* _Text segment_
------------------------------------------------------------

CRO
Ecommerce
Branding
TOP OF FUNNEL REDESIGN
company // cirkul

// details
project summary
01
Overview
Cirkul's top-of-funnel redesign focused on the two highest-impact entry surfaces: the homepage and primary navigation.
With significant daily revenue flowing through a live DTC site, a full-flow redesign wasn't viable.
Instead, we sequenced releases by impact and risk, starting with the homepage as the primary acquisition entry point, then extending improvements to navigation as part of a broader effort to optimize the end-to-end purchase funnel.
02
My Scope of Work
Led definition of MVP requirements informed by stakeholder workshops, behavioral data, and funnel performance analysis.
Collaborated cross-functionally with engineering, brand voice, and creative to align scope across phased releases, ensuring design decisions on each surface supported the broader conversion funnel.
Owned content strategy, information hierarchy, and page layout for the homepage, with input into navigation architecture.
Partnered with PM to sequence phased releases, providing UX risk perspective to inform scope decisions at each stage
03
Role
UX Designer
Industry
Food & Beverage, DTC
Team
Developers, Brand, Designers, PM’s
Timeline
2024 - 2025
// outcome
Design Impact
Abandonment
-28%
Homepage to PLP Drop Off Rate (52.17% to 37.42%)
conversion
+2.5%
Revenue Per Visitor
Conversion
+2.8%
First-Time Buyer
// problem
Identifying the Problem
Cirkul’s homepage needed to serve as a primary entry point for both first-time visitors and returning customers, but the current experience wasn’t effectively supporting either audience.
The homepage lacked a deliberate balance between brand education and a fast path to shopping, limiting its ability to drive new user conversion while still serving the majority returning audience.

------------------------------------------------------------

* _Set exercise 1_
Copy word for word the part of the Cirkul redesign case study that opens with the words containing "With significant daily" and closes with "into navigation architecture.".
* _Set exercise 2_
In the records below, put the part that opens with the line containing "Thank you for the photo. Please point out the tree trunk" and closes with the line containing "Thank you for the photo. Please point out the gray long-sleeve" into a JSON list of strings, one string per line and none for blank lines. Leave the pictures out.

------------------------------------------------------------

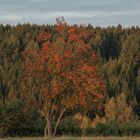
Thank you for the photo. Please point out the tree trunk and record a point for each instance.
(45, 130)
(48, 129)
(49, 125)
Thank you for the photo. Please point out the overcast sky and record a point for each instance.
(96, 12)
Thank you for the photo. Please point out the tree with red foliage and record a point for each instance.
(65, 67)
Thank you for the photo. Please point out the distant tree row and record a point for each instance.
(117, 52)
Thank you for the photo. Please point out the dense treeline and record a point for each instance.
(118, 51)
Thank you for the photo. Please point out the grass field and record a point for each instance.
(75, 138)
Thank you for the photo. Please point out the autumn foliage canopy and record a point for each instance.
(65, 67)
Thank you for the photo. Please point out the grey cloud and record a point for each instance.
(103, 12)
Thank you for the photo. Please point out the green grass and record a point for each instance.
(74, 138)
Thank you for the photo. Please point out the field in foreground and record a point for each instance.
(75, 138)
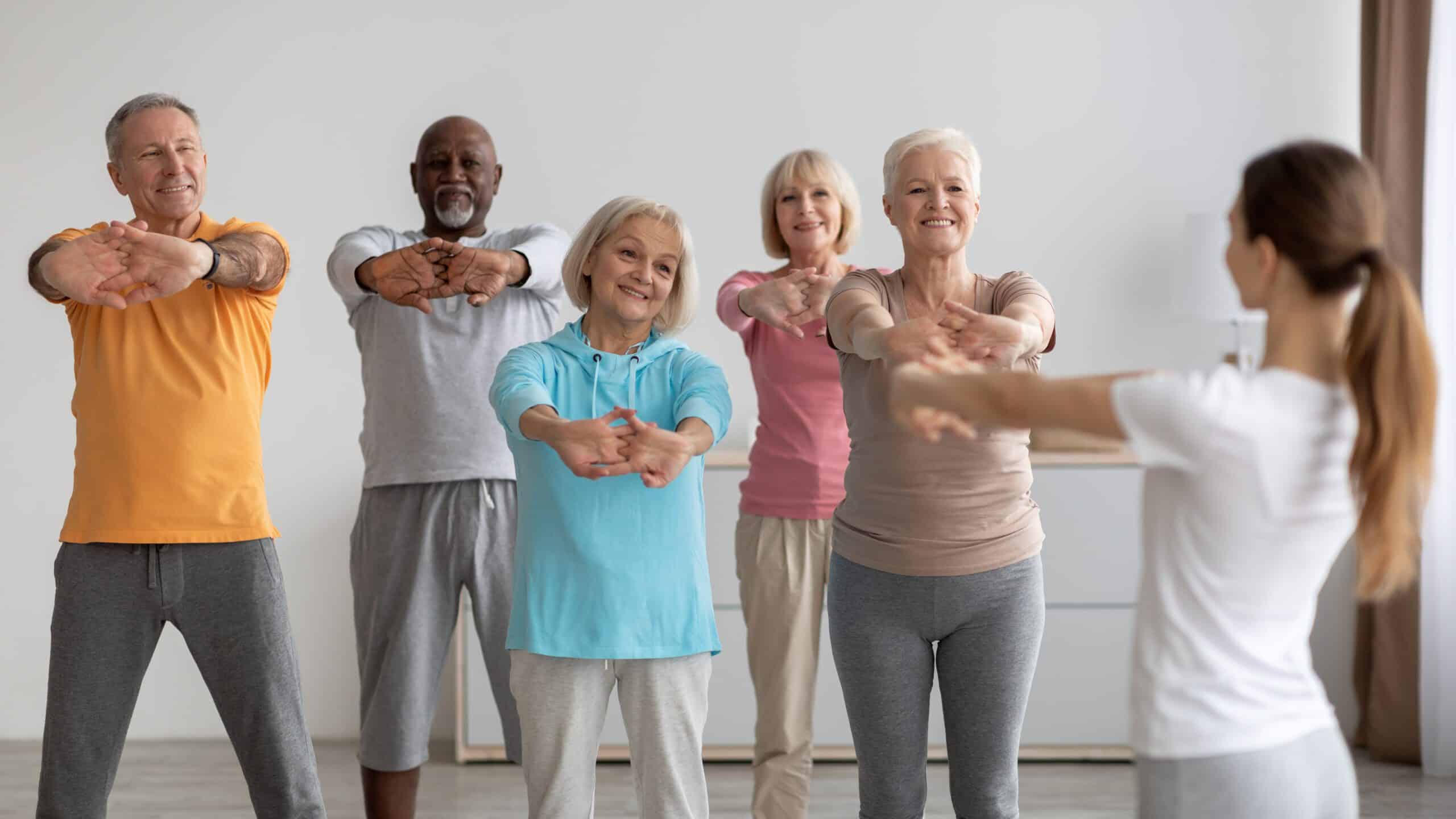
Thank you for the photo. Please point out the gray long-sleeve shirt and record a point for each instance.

------------------------------------------------------------

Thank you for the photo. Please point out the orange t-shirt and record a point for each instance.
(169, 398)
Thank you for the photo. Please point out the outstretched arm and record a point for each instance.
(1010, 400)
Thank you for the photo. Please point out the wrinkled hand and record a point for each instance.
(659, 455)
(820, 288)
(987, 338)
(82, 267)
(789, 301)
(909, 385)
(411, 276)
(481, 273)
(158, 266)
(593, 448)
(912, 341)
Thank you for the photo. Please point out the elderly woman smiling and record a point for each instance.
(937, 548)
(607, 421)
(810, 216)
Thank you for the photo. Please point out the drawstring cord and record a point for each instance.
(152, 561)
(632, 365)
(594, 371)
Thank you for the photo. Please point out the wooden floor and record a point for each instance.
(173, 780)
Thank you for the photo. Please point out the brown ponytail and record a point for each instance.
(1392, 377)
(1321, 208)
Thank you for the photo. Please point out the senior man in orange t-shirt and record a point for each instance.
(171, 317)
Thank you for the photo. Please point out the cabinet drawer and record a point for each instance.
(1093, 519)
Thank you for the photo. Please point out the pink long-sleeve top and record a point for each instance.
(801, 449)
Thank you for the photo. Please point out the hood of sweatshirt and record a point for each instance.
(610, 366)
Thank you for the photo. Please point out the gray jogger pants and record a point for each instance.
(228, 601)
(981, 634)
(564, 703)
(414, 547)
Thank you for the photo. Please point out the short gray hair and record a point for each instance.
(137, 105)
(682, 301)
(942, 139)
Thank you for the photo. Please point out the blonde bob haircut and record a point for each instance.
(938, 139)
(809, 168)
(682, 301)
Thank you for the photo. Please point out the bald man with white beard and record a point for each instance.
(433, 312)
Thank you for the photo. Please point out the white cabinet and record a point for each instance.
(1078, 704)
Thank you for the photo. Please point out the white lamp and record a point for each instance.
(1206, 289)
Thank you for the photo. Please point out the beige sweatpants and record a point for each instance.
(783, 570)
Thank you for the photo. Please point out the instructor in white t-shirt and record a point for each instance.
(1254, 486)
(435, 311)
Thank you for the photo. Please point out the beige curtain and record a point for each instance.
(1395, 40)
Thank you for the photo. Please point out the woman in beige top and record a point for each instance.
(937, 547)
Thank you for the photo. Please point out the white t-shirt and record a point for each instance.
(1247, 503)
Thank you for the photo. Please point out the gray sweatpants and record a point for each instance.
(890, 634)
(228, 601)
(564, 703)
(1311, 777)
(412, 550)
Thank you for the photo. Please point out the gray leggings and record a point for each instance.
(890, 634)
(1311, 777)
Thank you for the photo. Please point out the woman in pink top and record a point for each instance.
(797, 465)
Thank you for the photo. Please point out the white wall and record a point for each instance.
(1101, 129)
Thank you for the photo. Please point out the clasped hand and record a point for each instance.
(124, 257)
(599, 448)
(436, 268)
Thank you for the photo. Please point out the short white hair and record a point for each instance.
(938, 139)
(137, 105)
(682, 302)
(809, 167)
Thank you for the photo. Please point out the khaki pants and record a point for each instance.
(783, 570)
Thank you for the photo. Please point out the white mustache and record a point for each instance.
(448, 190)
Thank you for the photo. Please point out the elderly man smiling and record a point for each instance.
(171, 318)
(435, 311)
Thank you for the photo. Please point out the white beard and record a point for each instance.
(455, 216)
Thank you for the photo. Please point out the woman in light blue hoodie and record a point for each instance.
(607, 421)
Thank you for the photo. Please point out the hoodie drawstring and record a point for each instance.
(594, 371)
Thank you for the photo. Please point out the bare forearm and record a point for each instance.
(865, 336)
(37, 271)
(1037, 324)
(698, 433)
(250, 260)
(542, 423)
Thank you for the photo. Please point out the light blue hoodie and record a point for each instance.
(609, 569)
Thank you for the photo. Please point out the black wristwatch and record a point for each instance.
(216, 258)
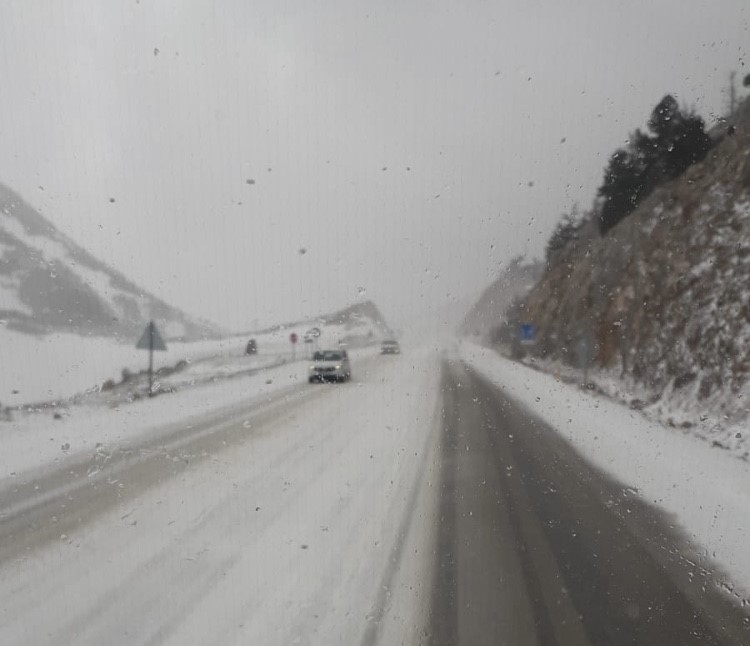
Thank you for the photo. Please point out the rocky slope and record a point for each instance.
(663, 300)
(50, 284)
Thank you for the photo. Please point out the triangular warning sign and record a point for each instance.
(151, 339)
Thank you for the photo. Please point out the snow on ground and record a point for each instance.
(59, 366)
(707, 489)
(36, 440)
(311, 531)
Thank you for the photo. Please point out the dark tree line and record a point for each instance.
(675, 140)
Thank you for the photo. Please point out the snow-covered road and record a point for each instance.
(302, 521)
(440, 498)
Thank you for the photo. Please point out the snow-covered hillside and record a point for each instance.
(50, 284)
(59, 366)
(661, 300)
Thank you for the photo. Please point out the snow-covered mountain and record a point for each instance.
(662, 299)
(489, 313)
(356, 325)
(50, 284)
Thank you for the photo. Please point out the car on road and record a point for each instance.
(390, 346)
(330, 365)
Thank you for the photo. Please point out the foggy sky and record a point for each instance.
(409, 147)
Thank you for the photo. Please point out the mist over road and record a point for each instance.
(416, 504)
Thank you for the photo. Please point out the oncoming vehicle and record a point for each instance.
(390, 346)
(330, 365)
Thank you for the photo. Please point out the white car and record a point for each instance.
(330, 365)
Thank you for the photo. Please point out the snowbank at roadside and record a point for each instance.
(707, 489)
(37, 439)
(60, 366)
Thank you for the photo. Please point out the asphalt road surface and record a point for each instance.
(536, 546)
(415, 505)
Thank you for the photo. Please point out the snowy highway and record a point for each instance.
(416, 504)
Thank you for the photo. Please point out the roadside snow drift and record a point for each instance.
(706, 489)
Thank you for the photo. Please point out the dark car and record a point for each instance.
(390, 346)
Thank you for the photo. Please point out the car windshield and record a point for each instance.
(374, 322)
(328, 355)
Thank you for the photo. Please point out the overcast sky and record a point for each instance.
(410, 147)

------------------------------------------------------------

* _Final result 1_
With significant daily revenue flowing through a live DTC site, a full-flow redesign wasn't viable.
Instead, we sequenced releases by impact and risk, starting with the homepage as the primary acquisition entry point, then extending improvements to navigation as part of a broader effort to optimize the end-to-end purchase funnel.
02
My Scope of Work
Led definition of MVP requirements informed by stakeholder workshops, behavioral data, and funnel performance analysis.
Collaborated cross-functionally with engineering, brand voice, and creative to align scope across phased releases, ensuring design decisions on each surface supported the broader conversion funnel.
Owned content strategy, information hierarchy, and page layout for the homepage, with input into navigation architecture.

* _Final result 2_
[
  "Thank you for the photo. Please point out the tree trunk and record a point for each instance.",
  "(45, 130)",
  "(48, 129)",
  "(49, 125)",
  "Thank you for the photo. Please point out the overcast sky and record a point for each instance.",
  "(96, 12)",
  "Thank you for the photo. Please point out the tree with red foliage and record a point for each instance.",
  "(65, 67)",
  "Thank you for the photo. Please point out the distant tree row and record a point for each instance.",
  "(117, 52)",
  "Thank you for the photo. Please point out the dense treeline and record a point for each instance.",
  "(118, 51)",
  "Thank you for the photo. Please point out the grass field and record a point for each instance.",
  "(75, 138)",
  "Thank you for the photo. Please point out the autumn foliage canopy and record a point for each instance.",
  "(65, 67)",
  "Thank you for the photo. Please point out the grey cloud and record a point for each instance.",
  "(103, 12)",
  "Thank you for the photo. Please point out the green grass and record a point for each instance.",
  "(74, 138)",
  "Thank you for the photo. Please point out the field in foreground and record a point for each instance.",
  "(75, 138)",
  "Thank you for the photo. Please point out the gray long-sleeve shirt and record a point for each instance."
]